## Directions
Set down all of the entries below exactly, and omit the pictures.

⁂

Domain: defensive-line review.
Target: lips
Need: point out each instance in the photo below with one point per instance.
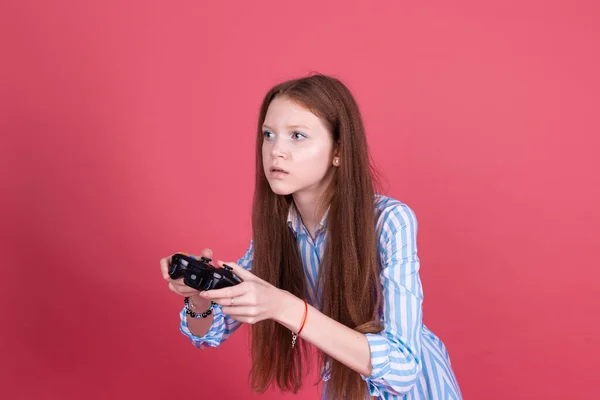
(277, 169)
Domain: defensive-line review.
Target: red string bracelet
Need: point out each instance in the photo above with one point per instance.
(295, 335)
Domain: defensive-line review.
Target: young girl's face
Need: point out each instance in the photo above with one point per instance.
(297, 149)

⁂

## Your response
Domain: defensive-line review.
Target: lips
Need: point out each instance in the photo below with one point per instance.
(277, 169)
Domain: defensive-line review.
Target: red string bracelet
Need: point out each instance in the photo above with one point per instance.
(295, 335)
Domain: defensive-line review.
Target: young girl's face
Need: point out each instance in the photo above with one point per instance.
(297, 149)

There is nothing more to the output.